Document passage |

+-------+

Beindorff: Really, the whole strategy behind the Super Bowl partnership was to launch a campaign around the fact that people were switching from sugary drinks like Pepsi to Diet Coke. It was intended for Diet Coke to surpass Pepsi as the number two drink.

Gonzalez: I first heard it as a rumor: “We might do it in 3-D.” I was excited about the idea, but wondered, “How would we do that?”

II. ELVIS PRESTO


In the summer of 1988, Witkowski had no idea Coca-Cola would come in at virtually the last minute with their 3-D promotion. Instead, he and Steeg tried to hammer out what his stadium-sized magic show was going to look like.

Jack Barkla (Production Designer): I think Dan initially had the idea of a 1950s retro drive-in theater, with dancers carrying picnic baskets onto the field. They’d sit down and pull a ripcord in the basket that would turn them into inflatable cars.

Witkowski: We knew we were going to have a magic theme. Whether it was contemporary or Medieval was all flexible during the presentation. The whole 1950s thing was pretty big at the time. Baby Boomers were trying to relive their youth, so we hooked on that.

Steeg: These things evolve on a daily basis. Whatever we discussed at the pitch meeting wasn’t what wound up happening. There is no, “This is what it is.”

Barkla: There was also something to do with pizza, large colorful slices of pizza being moved around by various people.

Witkowski: There was another illusion where the concept was, as everyone came into the stadium, we were going to take a Polaroid picture that would be developed by the time they got to their seats. At random, one was going to be selected, brought down to the field, and asked to hold up their photo. Everyone else held up a card under their seat, and the whole audience would form a pictogram of the audience member selected. But we realized we didn’t have time to bring people down to the stadium floor for the pictures.    

Steeg: Everything about it was big. I remember we had a press conference at the Grand Hyatt Hotel in New York to announce it, which was unusual. No one had ever announced a halftime show before.  

Coca-Cola

Witkowski: For some reason, we had Oscar-Mayer around. They came forward and wanted to supply lunch for all of the dancers. As a kind of joke, I said, “Okay, but I want to ride shotgun in the Wienermobile.” Sure enough, it showed up.

Witkowski would eventually settle on a trick that involved the audience using an “Applause-o-Meter” to pick one of four giant cards in the stadium, with the selected card's edges made up of held-up seat cushions. What he needed now was a master of ceremonies—someone to guide the audience and lead the melody of classic pop songs.

Steeg: Elvis Presto, yes. We felt it was a novel thing that got a lot of play. Who is he? What is he?

Witkowski: It was divine inspiration. [Laughs] I think once we settled on the 1950s music, it was natural to make Elvis Presley the lead magician. It was a nice play on words. We also had the Magic Wandas, who were his back-up singers.

Barkla: I had nothing to do with that.

Witkowski: We cast a guy who had played Elvis on Broadway. He had a very good look and had the moves down. Alex Cole, who had been a back-up dancer on Solid Gold, was his choreographer. And he wouldn’t have to sing. That was all prerecorded in New York.

+-------+

Data listing |
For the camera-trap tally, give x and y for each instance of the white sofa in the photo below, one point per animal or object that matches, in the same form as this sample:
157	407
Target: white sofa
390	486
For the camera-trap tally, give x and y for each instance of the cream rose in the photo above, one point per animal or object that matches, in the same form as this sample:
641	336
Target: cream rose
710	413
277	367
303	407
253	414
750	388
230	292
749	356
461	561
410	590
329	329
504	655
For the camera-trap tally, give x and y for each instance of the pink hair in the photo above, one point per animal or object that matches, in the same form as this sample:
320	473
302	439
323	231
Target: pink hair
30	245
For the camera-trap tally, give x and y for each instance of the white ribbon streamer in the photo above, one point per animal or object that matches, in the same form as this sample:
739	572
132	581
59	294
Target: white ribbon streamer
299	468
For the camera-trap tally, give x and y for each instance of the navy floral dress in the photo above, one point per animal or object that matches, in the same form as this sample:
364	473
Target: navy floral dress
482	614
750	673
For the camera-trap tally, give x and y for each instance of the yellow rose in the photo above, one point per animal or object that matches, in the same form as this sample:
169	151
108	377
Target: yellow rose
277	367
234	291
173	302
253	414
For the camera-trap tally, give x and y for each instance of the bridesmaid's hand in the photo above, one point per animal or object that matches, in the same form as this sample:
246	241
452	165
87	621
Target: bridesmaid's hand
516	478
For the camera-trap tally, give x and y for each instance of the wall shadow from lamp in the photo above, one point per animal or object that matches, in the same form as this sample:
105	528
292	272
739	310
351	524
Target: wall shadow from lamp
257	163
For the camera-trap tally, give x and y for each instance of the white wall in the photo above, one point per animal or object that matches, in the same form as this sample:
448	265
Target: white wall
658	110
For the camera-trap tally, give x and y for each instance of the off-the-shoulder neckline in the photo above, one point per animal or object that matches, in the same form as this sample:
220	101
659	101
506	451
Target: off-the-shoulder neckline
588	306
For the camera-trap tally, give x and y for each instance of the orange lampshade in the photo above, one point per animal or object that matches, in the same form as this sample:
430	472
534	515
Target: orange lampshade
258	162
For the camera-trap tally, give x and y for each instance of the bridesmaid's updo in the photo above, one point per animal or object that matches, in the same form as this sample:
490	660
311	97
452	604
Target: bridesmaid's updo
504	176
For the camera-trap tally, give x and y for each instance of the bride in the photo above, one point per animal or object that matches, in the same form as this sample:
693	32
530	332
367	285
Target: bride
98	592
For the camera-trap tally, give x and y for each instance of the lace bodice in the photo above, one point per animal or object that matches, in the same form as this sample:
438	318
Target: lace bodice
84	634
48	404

+-------+

Directives |
• 1. Rewrite the halftime show account between "Witkowski: There was" and "for the pictures.", inclusive, swapping "Polaroid" for "instant".
• 2. Write the next part of the halftime show account, picking up after its final sentence.
The rows have nothing to do with the halftime show account.

Answers for the exercise |
• 1.
Witkowski: There was another illusion where the concept was, as everyone came into the stadium, we were going to take a instant picture that would be developed by the time they got to their seats. At random, one was going to be selected, brought down to the field, and asked to hold up their photo. Everyone else held up a card under their seat, and the whole audience would form a pictogram of the audience member selected. But we realized we didn’t have time to bring people down to the stadium floor for the pictures.

• 2.
Jody LoMedico (Vocal Performer, “Elvis Presto”): I had been performing since the 1970s, singing and doing commercial jingles. Someone once told me I sounded like Elvis, and it devastated me. I was never an impersonator.

Witkowski: We went to the Elvis estate. I felt that rather than it be a surprise for them, they would want the courtesy and an opportunity to respond. They couldn’t have been nicer and did it for minimal consideration.

LoMedico: A vocal contractor I knew said she had heard I did a pretty good Elvis. I had been trying to destroy any kind of resemblance to him. You want to be your own person. But it was the Super Bowl, so I was all in. We went in there and sang and sang and sang this seven-minute piece. "Devil in a Blue Dress," "Rock This Town," Stray Cats stuff, everything. I was there probably seven hours. When we were done, I couldn’t talk.

Witkowski: We had Donald Pippin, a Broadway legend, doing all the music.

LoMedico: When they saw me sing, they liked me so much they asked if I wanted to come to Florida and lip-sync my own voice. But I couldn’t be out of town for three weeks for rehearsal and everything else for $1500. They said, “Most people do this for free.” Well, your dancers, these kids from universities, they live to be on television. Great for them. No disrespect. Not for me.

While Witkowski tried to assemble a complete Elvis, Barkla and choreographers were thinking of how best to stage a production on something as volatile as a football field. Only cars made of plywood would be allowed on the grass.

Barkla: The grass in Florida is very different from the grass in Minnesota. It’s like moss. It doesn’t take much to destroy the surface.

Steeg: It’s about protecting the field, and also about what you can move on 100 yards of grass.

Barkla: They’d bring truckloads of dirt and grass seed on the field and dump it. I remember asking one of the NFL guys, “Doesn’t that change the height of the goalposts?” Because you keep raising the ground. He looked at me like no one had ever considered the question before.

III. SHOWTIME


As the clock wound down to perfect an elaborate show full of visual effects, dancers, and a stadium-sized card trick, Witkowski was dealt two of the worst hands possible: His in-person Elvis was about to split, and Coca-Cola was about to introduce a new dimension in frustration.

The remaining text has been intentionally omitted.